Problem: Copy out the material below, replacing "bounding box" with "rectangle" everywhere it appears and keeping all else unchanged.

[BEGIN Input material]

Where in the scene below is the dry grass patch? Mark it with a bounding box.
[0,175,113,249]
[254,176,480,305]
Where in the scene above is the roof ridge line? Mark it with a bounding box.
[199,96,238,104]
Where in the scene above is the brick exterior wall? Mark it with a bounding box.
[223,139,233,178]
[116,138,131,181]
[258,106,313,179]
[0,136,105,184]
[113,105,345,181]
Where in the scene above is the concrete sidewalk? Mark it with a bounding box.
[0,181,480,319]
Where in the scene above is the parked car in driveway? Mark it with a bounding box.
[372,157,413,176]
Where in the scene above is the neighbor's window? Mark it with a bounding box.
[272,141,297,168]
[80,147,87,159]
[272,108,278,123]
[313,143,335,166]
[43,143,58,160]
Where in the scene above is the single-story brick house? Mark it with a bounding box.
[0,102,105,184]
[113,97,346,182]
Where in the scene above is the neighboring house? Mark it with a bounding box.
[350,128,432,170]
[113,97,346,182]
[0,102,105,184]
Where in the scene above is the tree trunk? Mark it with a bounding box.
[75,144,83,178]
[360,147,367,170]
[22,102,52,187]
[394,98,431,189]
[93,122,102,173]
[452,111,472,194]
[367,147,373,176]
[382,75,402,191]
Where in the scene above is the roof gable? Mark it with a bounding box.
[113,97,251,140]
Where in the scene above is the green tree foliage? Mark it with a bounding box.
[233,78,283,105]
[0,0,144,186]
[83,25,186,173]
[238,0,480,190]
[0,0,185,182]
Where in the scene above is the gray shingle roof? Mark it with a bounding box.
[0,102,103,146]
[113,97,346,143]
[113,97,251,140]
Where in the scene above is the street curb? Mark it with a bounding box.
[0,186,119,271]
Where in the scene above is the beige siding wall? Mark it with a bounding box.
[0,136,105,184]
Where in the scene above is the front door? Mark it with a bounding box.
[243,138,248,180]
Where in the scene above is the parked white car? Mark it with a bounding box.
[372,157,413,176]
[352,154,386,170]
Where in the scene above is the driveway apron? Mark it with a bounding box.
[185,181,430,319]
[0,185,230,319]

[END Input material]

Finished exercise:
Where in the scene below is the dry grass patch? Mark it with a rectangle.
[0,175,113,249]
[254,176,480,305]
Where in the scene above is the roof ridge line? Mark it with a rectangle.
[199,96,238,104]
Where in the scene above is the brick exterior wall? Mark it with a rectangle.
[223,139,233,178]
[116,138,131,181]
[258,106,313,179]
[0,136,105,184]
[113,105,345,181]
Where in the scene above is the concrete sidewalk? Mark it with a rectangle.
[0,181,480,319]
Where in the scene above is the parked car in driveway? Mark it with a rectangle.
[372,157,413,176]
Where in the scene above is the neighbor's window? Mark it with a rectangle.
[272,141,297,168]
[80,147,87,159]
[272,108,278,123]
[313,143,335,166]
[43,143,58,160]
Where in the scene above is the single-story brick house? Mark it with a rectangle.
[0,102,105,184]
[113,97,346,182]
Where in the scene above is the neighboring house? Mark it with a rectangle.
[350,128,432,170]
[113,97,346,182]
[0,102,105,184]
Where in the scene above is the tree trunk? Mark it with a rectangle.
[75,144,83,178]
[360,147,367,170]
[22,102,52,187]
[394,98,431,189]
[93,122,102,173]
[452,111,472,194]
[367,147,373,176]
[382,75,402,191]
Where in the scene above is the roof gable? Mark it with a rectangle.
[113,97,251,140]
Where in the scene above is the green tree foliage? Mark it with a rectangle.
[233,78,283,105]
[0,0,144,186]
[83,25,186,173]
[238,0,480,190]
[0,0,185,182]
Where in the scene above is the gray shingle roof? Mark it with a rectangle.
[0,102,103,146]
[113,97,346,143]
[113,97,251,140]
Where in the scene above is the street curb? Mark it with a rectangle.
[0,186,119,271]
Where in the scene above is the beige siding wall? Mark it with a rectangle.
[0,136,105,184]
Where in the scene above is the front door? Mark it with a rectangle.
[243,138,248,180]
Where in the scene above is the parked white car? Mark it with a rectangle.
[372,157,413,176]
[352,154,386,170]
Where in the scene above is the driveway apron? Mark it with a rectangle.
[185,181,430,319]
[0,185,230,319]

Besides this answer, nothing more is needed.